# Input for this task start

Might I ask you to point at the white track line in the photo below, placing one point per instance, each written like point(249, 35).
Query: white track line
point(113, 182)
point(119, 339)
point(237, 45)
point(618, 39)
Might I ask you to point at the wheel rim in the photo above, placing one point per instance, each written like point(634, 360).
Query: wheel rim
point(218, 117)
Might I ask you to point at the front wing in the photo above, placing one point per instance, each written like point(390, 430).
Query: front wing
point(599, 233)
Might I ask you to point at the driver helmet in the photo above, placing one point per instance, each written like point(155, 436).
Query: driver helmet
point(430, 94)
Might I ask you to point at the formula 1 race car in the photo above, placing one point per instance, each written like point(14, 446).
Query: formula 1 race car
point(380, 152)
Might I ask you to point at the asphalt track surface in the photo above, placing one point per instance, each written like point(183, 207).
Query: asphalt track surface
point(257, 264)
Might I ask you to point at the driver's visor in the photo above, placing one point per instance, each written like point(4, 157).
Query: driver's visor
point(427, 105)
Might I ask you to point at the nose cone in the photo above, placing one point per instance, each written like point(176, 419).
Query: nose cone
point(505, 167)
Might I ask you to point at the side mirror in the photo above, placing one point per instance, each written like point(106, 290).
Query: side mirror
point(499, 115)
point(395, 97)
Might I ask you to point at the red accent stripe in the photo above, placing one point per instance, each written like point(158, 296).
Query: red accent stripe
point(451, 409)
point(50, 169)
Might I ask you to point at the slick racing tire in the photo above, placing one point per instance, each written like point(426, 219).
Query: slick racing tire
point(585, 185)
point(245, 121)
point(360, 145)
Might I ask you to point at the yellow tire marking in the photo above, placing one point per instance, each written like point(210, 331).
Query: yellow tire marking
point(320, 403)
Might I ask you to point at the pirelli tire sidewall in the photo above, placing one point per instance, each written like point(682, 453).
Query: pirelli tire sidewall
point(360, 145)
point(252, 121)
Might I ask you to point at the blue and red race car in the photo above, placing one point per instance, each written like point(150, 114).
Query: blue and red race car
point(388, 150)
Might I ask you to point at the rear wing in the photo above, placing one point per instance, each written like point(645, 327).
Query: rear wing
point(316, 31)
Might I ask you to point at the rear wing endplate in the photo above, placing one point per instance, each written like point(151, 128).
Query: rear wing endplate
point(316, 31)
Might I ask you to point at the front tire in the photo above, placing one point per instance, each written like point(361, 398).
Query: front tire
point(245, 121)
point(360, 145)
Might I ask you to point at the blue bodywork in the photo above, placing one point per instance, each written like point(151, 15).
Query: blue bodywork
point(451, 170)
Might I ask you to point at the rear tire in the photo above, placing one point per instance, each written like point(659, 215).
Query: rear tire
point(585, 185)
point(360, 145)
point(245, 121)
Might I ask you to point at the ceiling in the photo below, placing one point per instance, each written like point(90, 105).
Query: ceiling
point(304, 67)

# Input for this task end

#### Written instruction:
Rewrite all of the records above as a numbered list, one line per number, leaving out any blank lines.

#### Completed exercise:
1. Might I ask you to point at the white track line in the photo below, placing one point per instance, each written like point(249, 35).
2. Query: white track line
3. point(113, 182)
4. point(119, 339)
5. point(237, 45)
6. point(618, 39)
7. Might I ask you to point at the wheel rim in the photo above, placing one point per instance, each written like point(634, 360).
8. Query: wheel rim
9. point(218, 117)
10. Might I ask you to point at the front wing in the photo above, placing one point per instance, each written like point(390, 430).
11. Query: front wing
12. point(599, 233)
13. Might I ask you to point at the driver helmet in the photo above, placing one point per instance, each written like point(155, 436).
14. Query: driver helmet
15. point(430, 94)
16. Might I ask you to point at the formula 1 race car in the photo above, placing one point per instance, each written like point(14, 446).
17. Query: formula 1 race car
18. point(380, 152)
19. Might I ask you to point at the asphalt track surface in the photo above, placing one point per instance, each written like point(183, 207).
20. Query: asphalt track surface
21. point(257, 264)
22. Might I ask you to point at the driver's visor in the photo above, placing one point per instance, each written like point(4, 157).
23. Query: driver's visor
24. point(427, 105)
25. Might I ask you to point at the nose cone in the photo above, placing one point per instance, each written like point(176, 419).
26. Query: nose cone
27. point(505, 167)
28. Might I ask you to point at the side mirror in the photo above, placing one point per instance, each written like point(106, 290).
29. Query: side mirror
30. point(499, 115)
31. point(395, 97)
32. Might I ask you to point at the red accent stripe in the photo above, placing one point per instance, each written like point(158, 296).
33. Query: red accent stripe
34. point(451, 409)
35. point(50, 169)
36. Might I ask you to point at the slick racing tire in the photo above, placing one point per instance, each written like point(426, 219).
37. Query: slick racing tire
38. point(585, 185)
39. point(245, 121)
40. point(360, 145)
41. Might I ask you to point at the yellow tire marking in the photo above, placing one point per instance, each written like point(210, 331).
42. Query: yellow tire marking
43. point(320, 403)
44. Might I ask you to point at the pirelli tire sidewall in the photo above, placing one point per instance, each written like point(682, 453).
45. Query: pirelli tire sidewall
46. point(360, 145)
47. point(252, 121)
48. Might I ask you to point at the blue and red race car in the photo above, placing one point per instance, each written like point(150, 114).
49. Query: blue and red race car
50. point(388, 150)
51. Might I ask you to point at the rear wing in the photo above, placing one point per instance, each written like point(645, 327).
52. Query: rear wing
53. point(316, 31)
54. Might I ask you to point at the rear wing endplate in the photo above, placing one point per instance, each written like point(151, 128).
55. Query: rear wing endplate
56. point(316, 31)
57. Might I ask you to point at the front tire in the photo above, placing one point per instance, each written like point(361, 398).
58. Query: front tire
59. point(245, 121)
60. point(360, 145)
61. Might I ask you to point at the blue bodywork in the photo above, placing one point per instance, each written like point(151, 15).
62. Query: blue bodywork
63. point(451, 170)
64. Might I ask you to point at the rear tire in the photo above, placing one point per instance, each written like point(659, 215).
65. Query: rear tire
66. point(585, 185)
67. point(360, 145)
68. point(245, 121)
69. Might I ask you to point at the ceiling in the photo below, placing one point per instance, each written like point(90, 105).
70. Query: ceiling
71. point(304, 67)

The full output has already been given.